Stored data entries>
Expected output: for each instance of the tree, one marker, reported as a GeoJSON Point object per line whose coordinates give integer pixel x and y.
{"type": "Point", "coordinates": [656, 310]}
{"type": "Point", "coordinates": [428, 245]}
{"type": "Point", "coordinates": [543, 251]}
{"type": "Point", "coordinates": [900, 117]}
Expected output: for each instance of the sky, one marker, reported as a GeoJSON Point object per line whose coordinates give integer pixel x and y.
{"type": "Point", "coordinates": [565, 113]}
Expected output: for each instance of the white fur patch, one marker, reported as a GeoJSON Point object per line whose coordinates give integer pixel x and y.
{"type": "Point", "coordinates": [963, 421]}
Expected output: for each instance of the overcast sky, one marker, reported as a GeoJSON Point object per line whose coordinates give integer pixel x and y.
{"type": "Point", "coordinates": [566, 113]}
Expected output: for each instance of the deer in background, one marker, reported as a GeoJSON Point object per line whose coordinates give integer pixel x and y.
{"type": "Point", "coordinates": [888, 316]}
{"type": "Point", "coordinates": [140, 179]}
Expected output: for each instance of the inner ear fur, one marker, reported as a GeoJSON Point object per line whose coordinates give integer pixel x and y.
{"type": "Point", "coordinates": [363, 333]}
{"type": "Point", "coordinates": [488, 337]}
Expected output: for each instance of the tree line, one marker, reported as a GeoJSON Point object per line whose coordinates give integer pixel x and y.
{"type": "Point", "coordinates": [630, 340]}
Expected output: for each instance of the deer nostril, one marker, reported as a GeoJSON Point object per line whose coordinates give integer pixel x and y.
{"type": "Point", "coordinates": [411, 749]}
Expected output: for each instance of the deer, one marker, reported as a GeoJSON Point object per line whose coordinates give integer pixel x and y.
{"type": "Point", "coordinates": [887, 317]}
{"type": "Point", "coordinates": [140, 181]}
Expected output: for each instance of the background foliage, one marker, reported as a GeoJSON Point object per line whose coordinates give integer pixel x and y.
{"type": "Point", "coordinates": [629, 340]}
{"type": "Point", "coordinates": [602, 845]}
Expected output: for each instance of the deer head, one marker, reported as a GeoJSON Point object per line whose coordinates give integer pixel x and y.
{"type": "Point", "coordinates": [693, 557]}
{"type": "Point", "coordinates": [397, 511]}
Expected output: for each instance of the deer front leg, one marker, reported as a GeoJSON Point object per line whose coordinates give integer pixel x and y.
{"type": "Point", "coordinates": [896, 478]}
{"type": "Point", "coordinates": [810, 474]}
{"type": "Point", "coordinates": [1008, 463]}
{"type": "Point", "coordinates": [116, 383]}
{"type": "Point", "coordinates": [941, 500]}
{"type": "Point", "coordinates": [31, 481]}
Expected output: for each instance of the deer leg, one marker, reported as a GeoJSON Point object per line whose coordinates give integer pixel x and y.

What needs to be done> Arrange every line of the stored data entries above as a numbered list, omitting blank lines.

Answer for this exercise>
1. Expected output: for each instance of the tree, one marker, reported as a GeoJSON Point object per line whose coordinates give integer pixel x and y.
2. {"type": "Point", "coordinates": [656, 310]}
3. {"type": "Point", "coordinates": [428, 245]}
4. {"type": "Point", "coordinates": [543, 251]}
5. {"type": "Point", "coordinates": [900, 117]}
6. Expected output: for each instance of the sky, one marker, reported as a GeoJSON Point object per line whose coordinates give integer pixel x and y.
7. {"type": "Point", "coordinates": [565, 113]}
8. Expected output: for each instance of the white fur patch, one marker, reported as a GeoJSON Point object per line whose coordinates give integer pixel x and y.
9. {"type": "Point", "coordinates": [963, 421]}
10. Expected output: for each instance of the overcast sky, one marker, reported as a GeoJSON Point object per line whose coordinates give integer pixel x and y.
11. {"type": "Point", "coordinates": [566, 113]}
12. Expected output: for each instance of the deer in background, one marker, reported as a GeoJSON Point object per line whose coordinates give integer pixel x and y.
13. {"type": "Point", "coordinates": [888, 316]}
14. {"type": "Point", "coordinates": [140, 179]}
15. Expected output: for each instance of the inner ear fur, one marker, reported as a GeoJSON Point object per line whose coordinates give integer pixel x and y.
16. {"type": "Point", "coordinates": [363, 333]}
17. {"type": "Point", "coordinates": [488, 337]}
18. Expected output: for each instance of the tree line, one marker, reported as a GeoJSON Point object per line whose coordinates give integer pixel x and y.
19. {"type": "Point", "coordinates": [630, 340]}
20. Expected output: for each instance of the deer nostril, one marker, reported as a GeoJSON Point object per line whose coordinates give integer pixel x and y.
21. {"type": "Point", "coordinates": [411, 749]}
22. Expected output: for each instance of the deer, one marker, reported as a GeoJSON Point object per line whose coordinates give integer pixel x and y.
23. {"type": "Point", "coordinates": [887, 317]}
24. {"type": "Point", "coordinates": [140, 181]}
25. Expected output: for each instance of the background foliage, one marker, reported as a GeoJSON Point object per line whose coordinates give integer pixel x and y.
26. {"type": "Point", "coordinates": [629, 340]}
27. {"type": "Point", "coordinates": [602, 845]}
28. Expected output: for each instance of the deer head, one marker, reported as a GeoJSON Point object per line whose coordinates give integer pixel x and y.
29. {"type": "Point", "coordinates": [693, 557]}
30. {"type": "Point", "coordinates": [397, 511]}
31. Expected output: for each instance of the deer front leg, one marker, reported as a GeoJSON Point object per line whose coordinates give integer pixel x and y.
32. {"type": "Point", "coordinates": [896, 478]}
33. {"type": "Point", "coordinates": [810, 474]}
34. {"type": "Point", "coordinates": [1008, 463]}
35. {"type": "Point", "coordinates": [116, 383]}
36. {"type": "Point", "coordinates": [941, 500]}
37. {"type": "Point", "coordinates": [31, 481]}
38. Expected output: for each instance of the deer leg, one marker, reported as a GeoJSON Point object per line whose coordinates give integer pixel x and y.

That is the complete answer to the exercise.